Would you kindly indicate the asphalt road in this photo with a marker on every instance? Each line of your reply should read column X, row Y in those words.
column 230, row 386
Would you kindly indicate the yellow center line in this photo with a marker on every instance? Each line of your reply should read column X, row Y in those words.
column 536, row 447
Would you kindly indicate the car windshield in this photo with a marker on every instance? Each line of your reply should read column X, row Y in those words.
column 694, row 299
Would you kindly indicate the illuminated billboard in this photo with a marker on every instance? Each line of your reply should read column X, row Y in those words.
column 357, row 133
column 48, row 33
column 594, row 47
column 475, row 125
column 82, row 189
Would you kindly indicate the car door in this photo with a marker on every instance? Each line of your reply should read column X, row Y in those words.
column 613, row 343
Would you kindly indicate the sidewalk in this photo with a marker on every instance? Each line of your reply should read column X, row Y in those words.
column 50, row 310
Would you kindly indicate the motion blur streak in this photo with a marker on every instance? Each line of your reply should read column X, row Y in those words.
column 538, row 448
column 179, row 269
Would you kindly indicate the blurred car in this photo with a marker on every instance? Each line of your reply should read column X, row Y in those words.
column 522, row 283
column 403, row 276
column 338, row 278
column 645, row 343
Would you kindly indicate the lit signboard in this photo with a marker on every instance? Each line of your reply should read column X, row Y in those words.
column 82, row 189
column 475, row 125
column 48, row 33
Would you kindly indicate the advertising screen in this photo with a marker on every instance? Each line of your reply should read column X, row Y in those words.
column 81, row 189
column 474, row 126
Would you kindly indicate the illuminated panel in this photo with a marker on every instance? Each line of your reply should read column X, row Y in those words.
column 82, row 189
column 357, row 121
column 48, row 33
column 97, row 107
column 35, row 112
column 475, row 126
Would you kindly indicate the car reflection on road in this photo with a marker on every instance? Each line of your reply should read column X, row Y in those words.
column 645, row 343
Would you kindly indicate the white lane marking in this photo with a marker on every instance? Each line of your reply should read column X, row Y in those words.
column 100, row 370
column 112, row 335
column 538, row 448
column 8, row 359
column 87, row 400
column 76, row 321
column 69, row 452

**What the task requires:** Please rewrite all the records above, changing "marker" to "dot" everywhere it appears and keeping everything else the same.

**Written response:**
Would you kindly indicate the asphalt road in this photo with a dot on every instance? Each line of your reply should read column X, row Y in those words.
column 230, row 386
Would you kindly indicate the yellow center line in this photo with a dot on every instance? Each line of your reply should read column X, row Y in those words.
column 536, row 447
Would you kindly indicate the car windshield in this photo with a dot on every instance? Each line of your reply should read column X, row Y in those words.
column 694, row 299
Would you kindly indicate the illuminated billboard in this photo with a dot on every instance? Each line of your reply should read column X, row Y in those words.
column 357, row 133
column 48, row 33
column 594, row 47
column 475, row 125
column 82, row 189
Would you kindly indicate the car door in this photo with a dot on every instance? Each line of your reply should read column X, row Y in those words.
column 613, row 343
Would you kindly indicate the sidewalk in this photo with a dot on every instance? Each line of your reply should read column X, row Y in those words.
column 50, row 310
Would you kindly indicate the motion blur streak in this photo with a dot on every instance? Each line of your reply should read column X, row Y in those words.
column 538, row 448
column 179, row 269
Would you kindly indicate the blurred car in this photo with a dot on every instance? Each line of your reply should read column X, row Y in those words.
column 522, row 283
column 403, row 276
column 338, row 278
column 645, row 343
Would you kindly indicate the lit signboard in this photo with a dot on every instance? Each line of your reply should read column X, row Y in those words.
column 82, row 189
column 475, row 125
column 48, row 33
Would you kindly indicate the advertising screen in this photo with a dot on every instance? Each line of your reply should read column X, row Y in those words.
column 81, row 189
column 474, row 126
Would you kindly indicate the illuminated panel in this photo with a dot on every instance? Each line of your reply should read column X, row Y in those words.
column 82, row 189
column 357, row 121
column 48, row 33
column 97, row 107
column 35, row 112
column 475, row 126
Would you kindly indicate the car reflection on road in this photo with a dot on every instance? Each line of your reply should read column X, row Y in those words.
column 645, row 343
Would you kindly indicate the white lane marking in this photo with a dot on every instance? Each line of your reply should read column X, row Y in those words.
column 100, row 370
column 112, row 335
column 538, row 448
column 8, row 359
column 87, row 400
column 76, row 321
column 69, row 452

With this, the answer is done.